--- PASSAGE PROVIDED ---

Burial records come alive
By HERB MARYNELL Courier & Press staff writer 464-7434 or
hmarynel(a)evansville.net
January 31, 2004
Jane Peckinpaugh is struck by the number of children's deaths she is
finding from the 1800s and early 1900s as she goes through Oak Hill
Cemetery burial records to be posted on the Internet.
"There are so many more children's deaths than you would think, so
many children," said Peckinpaugh, appointed this month as
superintendent of the city's two cemeteries.
There are children such as Anna Sanders, a 3-year-old who died in
April 1864 of brain fever, according to handwritten data on the
child's 3-by-5-inch cemetery burial record card.
There are children stillborn or who died from a variety of illnesses
such as spinal meningitis and scarlet fever.
The first person buried at Oak Hill Cemetery was 2-year-old Eleanor
Johnson, listed as Ellen Johnson in the cemetery burial records, who
died in February 1853.
After going though the cemetery records, Peckinpaugh appreciates the
improvements in medicine that have reduced the death rate among
children over the decades.
The city began processing burial records at the Oak Hill and Locust
Hill cemeteries 14 months ago for the Internet.
Peckinpaugh said she and two office workers are adding about 700
names to the Oak Hill database each week.
So far, slightly more than 30,000 of the 67,000 Oak Hill burial
records are on the Internet.
She wants to recruit volunteers from the public and local colleges to
help speed up putting the records on the Internet.
The data often include the person's name, age (in years, months and
days) at death, place of death and sometimes place of birth, burial
site, cause of death, race, social status (married, single, widowed,
child), funeral home, attending physician and other information.
Some records are less complete than others but all available
information goes into the database, Peckinpaugh said.
People with last names beginning with A through F and T through Z are
in the database, she said.
She also would like to find a physician volunteer to provide
additional information on medical terms used in older records.
Ed Ziemer, director of city transportation and services, said two
interns at his office are compiling the burial data at Locust Hill
for the Internet.
More than 5,000 of the 27,000 records are in the system, according to
the cemetery Web site.

--- DATA ---

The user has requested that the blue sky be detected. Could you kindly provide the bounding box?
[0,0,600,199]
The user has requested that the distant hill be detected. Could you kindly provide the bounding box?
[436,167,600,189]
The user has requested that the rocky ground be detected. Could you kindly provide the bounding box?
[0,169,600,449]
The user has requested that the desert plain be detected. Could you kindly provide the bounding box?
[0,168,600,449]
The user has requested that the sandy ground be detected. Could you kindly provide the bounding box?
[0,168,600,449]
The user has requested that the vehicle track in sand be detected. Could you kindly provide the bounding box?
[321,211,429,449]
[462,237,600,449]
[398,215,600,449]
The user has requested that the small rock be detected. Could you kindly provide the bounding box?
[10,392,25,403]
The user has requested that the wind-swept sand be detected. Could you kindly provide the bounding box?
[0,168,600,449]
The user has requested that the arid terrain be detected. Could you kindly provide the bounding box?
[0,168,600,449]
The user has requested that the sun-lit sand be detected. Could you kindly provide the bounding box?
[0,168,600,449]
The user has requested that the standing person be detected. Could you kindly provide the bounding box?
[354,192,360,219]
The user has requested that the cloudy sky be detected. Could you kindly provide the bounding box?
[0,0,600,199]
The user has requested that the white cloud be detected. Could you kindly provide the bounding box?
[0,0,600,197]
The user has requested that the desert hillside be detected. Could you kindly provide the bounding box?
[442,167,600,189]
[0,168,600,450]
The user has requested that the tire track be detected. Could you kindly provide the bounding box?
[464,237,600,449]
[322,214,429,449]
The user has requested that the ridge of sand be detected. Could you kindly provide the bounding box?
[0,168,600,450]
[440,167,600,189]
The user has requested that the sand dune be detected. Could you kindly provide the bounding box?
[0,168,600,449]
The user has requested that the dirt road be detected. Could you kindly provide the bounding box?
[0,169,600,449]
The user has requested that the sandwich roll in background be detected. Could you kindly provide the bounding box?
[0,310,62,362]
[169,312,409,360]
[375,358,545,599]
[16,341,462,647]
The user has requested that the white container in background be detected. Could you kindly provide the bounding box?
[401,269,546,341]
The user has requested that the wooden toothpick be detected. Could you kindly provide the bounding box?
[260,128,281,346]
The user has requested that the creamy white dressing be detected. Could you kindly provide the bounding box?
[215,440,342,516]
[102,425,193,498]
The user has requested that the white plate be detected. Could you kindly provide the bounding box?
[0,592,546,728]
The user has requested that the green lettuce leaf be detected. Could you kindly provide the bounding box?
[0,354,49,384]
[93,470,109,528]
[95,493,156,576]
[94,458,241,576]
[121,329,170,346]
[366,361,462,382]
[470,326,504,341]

---

> _ACTIVITIES_:
A - According to the article on Oak Hill Cemetery burial records, who was the first person buried at Oak Hill?
B - Pick up the article about putting the Oak Hill and Locust Hill burial records online after its last sentence and carry it on.

> _EXPECTED RESPONSES_:
A - Two-year-old Eleanor Johnson, listed as Ellen Johnson in the burial records, who died in February 1853.

B -
However, a cemetery official said a fire in the early 1900s destroyed
Locust Hill burial records from before 1905, and perhaps 35,000 are
actually buried at Locust Hill.
Ziemer and Peckinpaugh expect all data from both cemeteries to be on
the Internet by the end of this year.
The information will be a boon to people interested in genealogy and
tracing family histories, Peckinpaugh said.
Oak Hill Cemetery is at 1400 E. Virginia St. and Locust Hill is at
3800 Kratzville Road.
Oak Hill was the second city-platted public burying ground, replacing
a small graveyard that opened in the 1830s at the edge of what then
was the small village of Evansville.
Oak Hill opened in 1853 and now contains 175 acres. About 120 acres
are platted for burial plots, with 55 acres along Morgan Avenue
available for expanding the cemetery.
Many of the city's noted businessmen and community leaders are buried
at Oak Hill, including mayors and people who served as Indiana's
governor and as U.S. secretary of state.
Oak Hill moved a step closer this week to being placed on the
National Register of Historic Places.
Dennis Au, the city's historic preservation officer, said the Indiana
Historic Preservation review board on Wednesday approved the city's
application to place Oak Hill on the national register.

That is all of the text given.